MATERIAL TO PROCESS:
---
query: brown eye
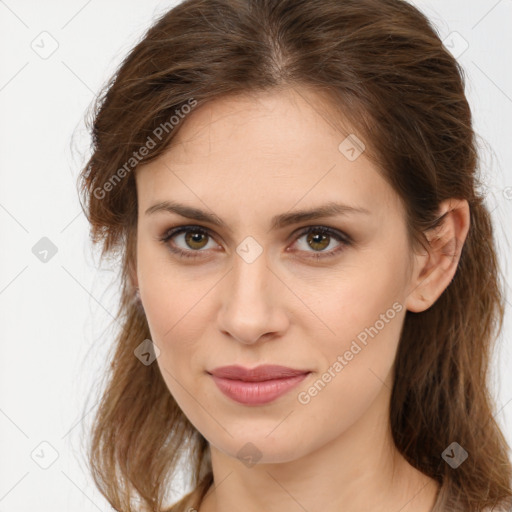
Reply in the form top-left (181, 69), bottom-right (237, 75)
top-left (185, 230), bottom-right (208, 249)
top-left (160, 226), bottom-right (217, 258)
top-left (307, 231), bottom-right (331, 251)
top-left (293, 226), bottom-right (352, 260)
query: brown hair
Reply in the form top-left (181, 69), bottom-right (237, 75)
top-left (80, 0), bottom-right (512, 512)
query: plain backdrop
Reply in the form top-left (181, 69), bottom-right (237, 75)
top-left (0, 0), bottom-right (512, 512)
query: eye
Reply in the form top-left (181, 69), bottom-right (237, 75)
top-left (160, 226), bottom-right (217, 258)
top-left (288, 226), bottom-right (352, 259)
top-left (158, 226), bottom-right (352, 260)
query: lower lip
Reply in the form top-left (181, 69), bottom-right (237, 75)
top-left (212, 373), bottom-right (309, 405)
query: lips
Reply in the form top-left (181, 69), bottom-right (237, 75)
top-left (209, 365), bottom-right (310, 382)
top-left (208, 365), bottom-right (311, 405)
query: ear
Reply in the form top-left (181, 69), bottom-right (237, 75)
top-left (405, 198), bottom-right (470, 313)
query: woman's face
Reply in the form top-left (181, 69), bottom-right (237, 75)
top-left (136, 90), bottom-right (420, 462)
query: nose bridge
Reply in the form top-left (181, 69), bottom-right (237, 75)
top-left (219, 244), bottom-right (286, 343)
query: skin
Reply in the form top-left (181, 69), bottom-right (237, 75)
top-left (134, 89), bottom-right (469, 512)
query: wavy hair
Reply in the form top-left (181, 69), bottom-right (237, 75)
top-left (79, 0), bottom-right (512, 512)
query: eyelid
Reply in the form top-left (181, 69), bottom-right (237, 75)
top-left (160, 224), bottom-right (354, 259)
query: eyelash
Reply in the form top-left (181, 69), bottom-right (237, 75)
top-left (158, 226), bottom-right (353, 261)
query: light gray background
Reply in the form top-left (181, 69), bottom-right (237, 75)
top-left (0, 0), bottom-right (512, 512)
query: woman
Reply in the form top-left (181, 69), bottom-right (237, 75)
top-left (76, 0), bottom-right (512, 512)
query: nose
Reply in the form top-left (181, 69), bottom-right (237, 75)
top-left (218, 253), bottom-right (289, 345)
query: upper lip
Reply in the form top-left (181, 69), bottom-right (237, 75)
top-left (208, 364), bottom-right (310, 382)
---
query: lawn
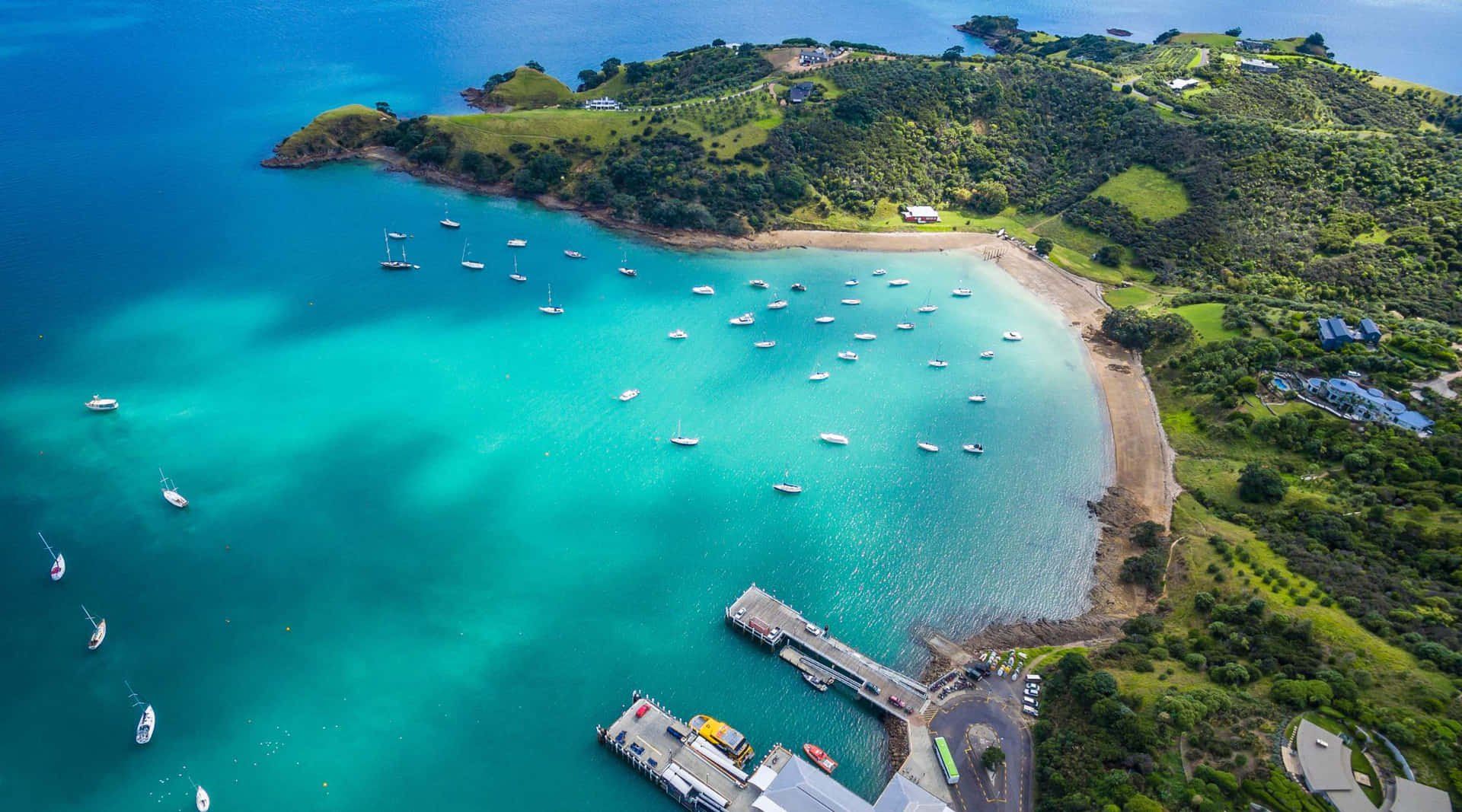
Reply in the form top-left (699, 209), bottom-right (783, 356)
---
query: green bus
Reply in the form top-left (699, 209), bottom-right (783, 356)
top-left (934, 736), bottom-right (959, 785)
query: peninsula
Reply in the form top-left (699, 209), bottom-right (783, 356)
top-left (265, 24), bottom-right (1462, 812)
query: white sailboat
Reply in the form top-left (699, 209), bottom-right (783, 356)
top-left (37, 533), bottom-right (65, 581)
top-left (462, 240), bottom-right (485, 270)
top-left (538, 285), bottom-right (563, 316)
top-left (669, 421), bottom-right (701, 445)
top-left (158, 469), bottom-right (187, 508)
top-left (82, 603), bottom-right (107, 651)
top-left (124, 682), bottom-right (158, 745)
---
WRITTEN PROBLEM:
Print, word for word, the lines from the one holding "query: brown eye" through the one holding "top-left (405, 198), bottom-right (470, 313)", including both. Leave the pictures out of your answer.

WRITTEN SOLUTION:
query: brown eye
Reply in the form top-left (181, 69), bottom-right (237, 75)
top-left (185, 230), bottom-right (208, 249)
top-left (160, 226), bottom-right (217, 258)
top-left (307, 231), bottom-right (331, 251)
top-left (293, 226), bottom-right (352, 260)
query: brown hair
Reply in the form top-left (181, 69), bottom-right (237, 75)
top-left (80, 0), bottom-right (512, 512)
query: plain backdrop
Reply in the form top-left (181, 69), bottom-right (237, 75)
top-left (0, 0), bottom-right (512, 512)
query: eye
Reply in the form top-left (181, 69), bottom-right (237, 75)
top-left (160, 226), bottom-right (217, 258)
top-left (288, 226), bottom-right (352, 259)
top-left (158, 226), bottom-right (352, 260)
query: lower lip
Reply in the form top-left (181, 69), bottom-right (237, 75)
top-left (212, 373), bottom-right (309, 405)
query: lips
Reply in the form top-left (181, 69), bottom-right (237, 75)
top-left (209, 365), bottom-right (310, 382)
top-left (208, 365), bottom-right (311, 405)
query: ear
Reply in the form top-left (181, 69), bottom-right (237, 75)
top-left (405, 198), bottom-right (470, 313)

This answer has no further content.